### Do this
Quote the rows below word for word, starting with the line that contains "Each instance receives exactly one keypoint. Mark the lamp" and continuing through the last of the rows, with both ends included.

Stored records:
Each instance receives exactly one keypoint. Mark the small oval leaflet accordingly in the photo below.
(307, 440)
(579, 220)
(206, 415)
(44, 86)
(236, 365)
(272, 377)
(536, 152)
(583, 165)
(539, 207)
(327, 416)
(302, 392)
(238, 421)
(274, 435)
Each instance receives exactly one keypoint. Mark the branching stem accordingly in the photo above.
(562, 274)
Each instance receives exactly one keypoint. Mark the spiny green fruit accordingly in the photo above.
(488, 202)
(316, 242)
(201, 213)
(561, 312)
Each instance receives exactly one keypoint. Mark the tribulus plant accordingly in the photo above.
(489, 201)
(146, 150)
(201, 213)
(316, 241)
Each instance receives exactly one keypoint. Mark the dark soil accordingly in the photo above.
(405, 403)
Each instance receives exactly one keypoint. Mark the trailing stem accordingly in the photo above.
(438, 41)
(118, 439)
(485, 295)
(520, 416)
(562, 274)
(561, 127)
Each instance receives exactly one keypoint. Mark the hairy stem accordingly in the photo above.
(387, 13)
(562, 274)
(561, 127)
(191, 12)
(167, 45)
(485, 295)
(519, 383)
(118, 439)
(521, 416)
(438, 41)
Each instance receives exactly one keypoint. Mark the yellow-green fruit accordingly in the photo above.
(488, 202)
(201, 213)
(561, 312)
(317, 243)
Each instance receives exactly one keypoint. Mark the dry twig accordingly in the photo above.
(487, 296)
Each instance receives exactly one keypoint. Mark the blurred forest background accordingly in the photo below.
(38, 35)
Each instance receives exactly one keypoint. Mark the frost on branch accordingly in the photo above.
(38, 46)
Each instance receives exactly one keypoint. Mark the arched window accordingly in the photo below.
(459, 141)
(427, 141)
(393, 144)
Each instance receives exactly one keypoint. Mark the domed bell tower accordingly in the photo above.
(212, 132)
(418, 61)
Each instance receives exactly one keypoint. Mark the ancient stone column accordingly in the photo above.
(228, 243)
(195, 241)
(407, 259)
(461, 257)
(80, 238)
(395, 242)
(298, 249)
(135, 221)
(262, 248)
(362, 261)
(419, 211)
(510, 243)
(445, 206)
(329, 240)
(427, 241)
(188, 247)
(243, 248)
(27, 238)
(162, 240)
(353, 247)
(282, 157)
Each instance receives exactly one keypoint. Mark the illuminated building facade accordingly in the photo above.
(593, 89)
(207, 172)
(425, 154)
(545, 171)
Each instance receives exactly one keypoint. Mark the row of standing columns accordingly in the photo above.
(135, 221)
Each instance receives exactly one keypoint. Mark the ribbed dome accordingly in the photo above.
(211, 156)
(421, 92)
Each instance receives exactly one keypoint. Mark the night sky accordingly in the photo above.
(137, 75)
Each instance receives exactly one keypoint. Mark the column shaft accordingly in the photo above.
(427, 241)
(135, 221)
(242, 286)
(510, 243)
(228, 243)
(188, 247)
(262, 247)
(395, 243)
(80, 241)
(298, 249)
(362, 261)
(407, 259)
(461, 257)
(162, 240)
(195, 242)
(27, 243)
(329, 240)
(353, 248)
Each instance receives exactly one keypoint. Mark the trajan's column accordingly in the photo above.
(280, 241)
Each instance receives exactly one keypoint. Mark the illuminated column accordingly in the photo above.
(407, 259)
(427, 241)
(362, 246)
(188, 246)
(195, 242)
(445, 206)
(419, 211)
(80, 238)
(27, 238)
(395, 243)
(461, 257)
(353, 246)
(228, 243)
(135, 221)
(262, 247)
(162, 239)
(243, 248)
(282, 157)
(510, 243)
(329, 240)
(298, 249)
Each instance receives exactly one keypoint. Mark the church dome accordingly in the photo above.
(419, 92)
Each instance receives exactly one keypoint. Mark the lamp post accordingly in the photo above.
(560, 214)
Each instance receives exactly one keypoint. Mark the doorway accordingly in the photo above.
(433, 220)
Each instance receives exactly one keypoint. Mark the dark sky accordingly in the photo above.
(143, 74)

### Answer to this task
Each instance receives exactly one keypoint. Mark the lamp post accordingly in the photo above.
(560, 214)
Each instance receives exactly one keypoint. Mark the doorway accordingly in the photo above.
(433, 220)
Each instance receives exactly one keypoint. Mark the dark sky accordingly in the photo above.
(143, 74)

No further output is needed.